> **LAVORO DA SVOLGERE**:
Riscrivi più brevemente il paragrafo del testo di lettura che comincia con «Una di queste brevi e veloci uscite», conservandone i fatti principali.

> **TESTO DI LETTURA**:

:::

A causa del caldo le persone si intrattenevano all’aperto; tra questi, un finanziere appoggiato alla ringhiera del balcone con la sigaretta in mano, il quale, si rese immediatamente conto che qualcosa di grosso stesse per accadere.
Agevolato dalla posizione del balcone, ad appena due metri di altezza, scavalcò l'inferriata, ponendosi davanti ai tre e con mossa fulminea, grazie alla sua giovane età e agli addestramenti militari, disarmò l’uomo. La prontezza del militare evito uno spargimento di sangue; di contro, subì un lieve taglio al naso.

* * * * * * * * * * * * * * *

Primi anni Quaranta.

A tarda sera un ubriaco, “fradicio”, percorreva via Vespri - intesa “Malampo” - cercando di guadagnare qualche metro per rientrare a casa. Si appoggiava al muro delle case per una breve sosta e ripartiva velocemente sperando di riappoggiarsi.
Una di queste brevi e veloci uscite gli procurò seri danni fisici. Sfortuna volle che in quella via vi fossero in corso lavori edili e rasente al muro si trovasse un bidone in cui i muratori avevano sciolto la quacina (calce).
Poiché in quel segmento di strada non esisteva alcuna illuminazione, andando veloce e a piccoli passi, urtò violentemente il bidone all’altezza della pancia e, per effetto della forza centrifuga, la parte superiore del corpo si piegò entrando nel contenitore.

:::

(Voci memorizzate)
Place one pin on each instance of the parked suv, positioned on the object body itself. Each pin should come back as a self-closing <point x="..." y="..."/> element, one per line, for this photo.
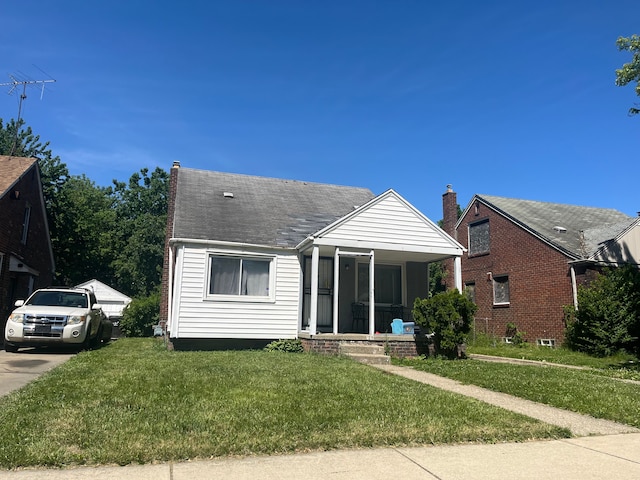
<point x="57" y="316"/>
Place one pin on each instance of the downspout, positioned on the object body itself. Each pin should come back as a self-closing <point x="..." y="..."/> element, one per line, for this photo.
<point x="336" y="288"/>
<point x="170" y="292"/>
<point x="574" y="287"/>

:::

> **RISPOSTA AL COMPITO**:
Una di quelle uscite gli causò gravi danni fisici: nella via c'erano lavori edili e, accanto al muro, un bidone in cui i muratori avevano sciolto la calce.